*Goal:* Put the part below that opens with the line containing "Would you mind tagging the purple lanyard" and closes with the last line of the rows into a Markdown table. Use the columns Number and Line, giving each line its own numbered entry and leaving out blank lines.

*Exercise material:*
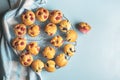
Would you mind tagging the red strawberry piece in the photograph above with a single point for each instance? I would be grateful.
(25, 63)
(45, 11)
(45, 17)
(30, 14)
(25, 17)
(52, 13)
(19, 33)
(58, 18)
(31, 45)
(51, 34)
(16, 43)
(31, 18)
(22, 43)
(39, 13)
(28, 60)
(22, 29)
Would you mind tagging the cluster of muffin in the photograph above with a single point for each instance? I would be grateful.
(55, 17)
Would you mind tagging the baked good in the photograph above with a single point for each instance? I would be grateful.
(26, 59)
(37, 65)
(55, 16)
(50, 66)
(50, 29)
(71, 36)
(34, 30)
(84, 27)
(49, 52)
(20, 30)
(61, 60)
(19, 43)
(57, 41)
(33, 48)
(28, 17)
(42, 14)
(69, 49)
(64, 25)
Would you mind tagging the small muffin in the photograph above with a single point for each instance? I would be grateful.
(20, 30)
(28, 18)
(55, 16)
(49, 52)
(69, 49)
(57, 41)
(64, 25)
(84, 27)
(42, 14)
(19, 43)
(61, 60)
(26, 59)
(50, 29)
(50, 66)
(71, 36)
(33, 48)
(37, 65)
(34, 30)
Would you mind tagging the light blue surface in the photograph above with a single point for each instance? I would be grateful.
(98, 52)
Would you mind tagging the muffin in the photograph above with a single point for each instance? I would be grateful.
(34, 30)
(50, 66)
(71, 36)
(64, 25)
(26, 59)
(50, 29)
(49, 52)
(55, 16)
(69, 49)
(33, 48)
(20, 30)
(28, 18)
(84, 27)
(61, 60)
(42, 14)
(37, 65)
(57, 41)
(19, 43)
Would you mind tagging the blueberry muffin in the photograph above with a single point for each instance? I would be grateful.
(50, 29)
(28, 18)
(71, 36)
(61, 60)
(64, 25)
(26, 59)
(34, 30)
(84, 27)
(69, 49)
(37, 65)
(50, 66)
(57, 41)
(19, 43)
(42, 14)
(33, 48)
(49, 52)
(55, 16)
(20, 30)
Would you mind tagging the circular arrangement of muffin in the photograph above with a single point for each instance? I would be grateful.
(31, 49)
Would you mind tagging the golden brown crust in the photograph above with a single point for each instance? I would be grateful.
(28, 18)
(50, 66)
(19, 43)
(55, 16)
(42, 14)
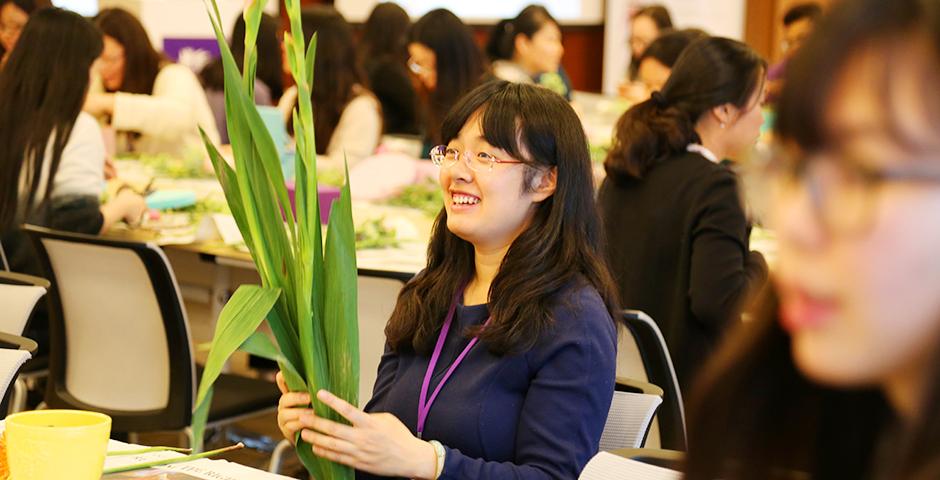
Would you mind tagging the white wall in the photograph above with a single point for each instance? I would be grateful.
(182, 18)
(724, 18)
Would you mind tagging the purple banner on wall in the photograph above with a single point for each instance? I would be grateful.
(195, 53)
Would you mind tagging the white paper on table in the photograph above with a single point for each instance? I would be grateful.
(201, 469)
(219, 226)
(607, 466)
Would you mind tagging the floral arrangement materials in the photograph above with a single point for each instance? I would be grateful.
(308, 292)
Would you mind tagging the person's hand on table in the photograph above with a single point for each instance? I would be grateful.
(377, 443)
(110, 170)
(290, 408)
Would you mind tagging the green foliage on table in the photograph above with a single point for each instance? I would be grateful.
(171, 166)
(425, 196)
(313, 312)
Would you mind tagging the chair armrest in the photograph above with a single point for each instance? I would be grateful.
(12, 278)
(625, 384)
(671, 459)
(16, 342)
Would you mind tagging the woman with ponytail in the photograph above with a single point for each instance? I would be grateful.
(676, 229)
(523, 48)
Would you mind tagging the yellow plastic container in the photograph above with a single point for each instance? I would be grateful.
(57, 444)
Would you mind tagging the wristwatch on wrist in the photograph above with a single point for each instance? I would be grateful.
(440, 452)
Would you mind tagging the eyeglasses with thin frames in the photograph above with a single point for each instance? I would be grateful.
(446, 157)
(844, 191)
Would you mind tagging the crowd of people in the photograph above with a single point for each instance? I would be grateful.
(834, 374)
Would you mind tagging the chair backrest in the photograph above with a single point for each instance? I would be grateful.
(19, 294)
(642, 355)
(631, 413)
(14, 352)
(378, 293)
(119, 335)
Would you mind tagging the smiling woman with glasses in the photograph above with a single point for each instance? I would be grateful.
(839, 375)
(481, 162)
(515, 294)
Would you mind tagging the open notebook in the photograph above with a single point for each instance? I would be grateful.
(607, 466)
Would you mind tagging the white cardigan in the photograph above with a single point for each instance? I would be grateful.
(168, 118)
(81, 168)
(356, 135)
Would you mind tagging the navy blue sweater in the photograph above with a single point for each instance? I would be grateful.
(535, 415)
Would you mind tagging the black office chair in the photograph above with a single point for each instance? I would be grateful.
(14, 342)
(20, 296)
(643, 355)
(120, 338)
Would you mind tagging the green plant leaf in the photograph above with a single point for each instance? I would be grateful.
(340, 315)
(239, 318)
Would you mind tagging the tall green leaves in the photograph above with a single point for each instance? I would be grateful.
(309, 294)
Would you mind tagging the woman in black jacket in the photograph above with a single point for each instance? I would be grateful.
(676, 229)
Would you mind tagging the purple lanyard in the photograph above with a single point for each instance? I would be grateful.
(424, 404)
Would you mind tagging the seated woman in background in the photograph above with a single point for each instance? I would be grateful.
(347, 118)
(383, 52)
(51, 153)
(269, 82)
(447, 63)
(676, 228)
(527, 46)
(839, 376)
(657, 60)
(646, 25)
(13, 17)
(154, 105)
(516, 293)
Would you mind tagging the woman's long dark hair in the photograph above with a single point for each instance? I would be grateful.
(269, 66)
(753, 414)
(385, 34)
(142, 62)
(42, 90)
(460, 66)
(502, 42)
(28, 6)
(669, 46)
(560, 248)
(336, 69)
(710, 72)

*Response to this exercise:*
| Number | Line |
|---|---|
| 1 | Would you mind tagging the purple lanyard in the photograph above with a single point for each instance? I would be grateful. |
| 2 | (424, 404) |
| 3 | Would you mind tagging the seated woman in background in the photograph above with a single point for each instance? I would be grateful. |
| 4 | (347, 118) |
| 5 | (383, 52) |
| 6 | (51, 153) |
| 7 | (269, 82) |
| 8 | (447, 63) |
| 9 | (676, 228) |
| 10 | (527, 46) |
| 11 | (839, 376) |
| 12 | (657, 60) |
| 13 | (646, 25) |
| 14 | (13, 17) |
| 15 | (154, 105) |
| 16 | (516, 293) |
| 17 | Would you mind tagging the woman's long dark hair in the photograph above with a single point for each instance? I would be grateful. |
| 18 | (269, 66) |
| 19 | (753, 414) |
| 20 | (385, 34) |
| 21 | (142, 62) |
| 22 | (42, 90) |
| 23 | (460, 66) |
| 24 | (502, 42) |
| 25 | (28, 6) |
| 26 | (669, 46) |
| 27 | (560, 248) |
| 28 | (336, 69) |
| 29 | (710, 72) |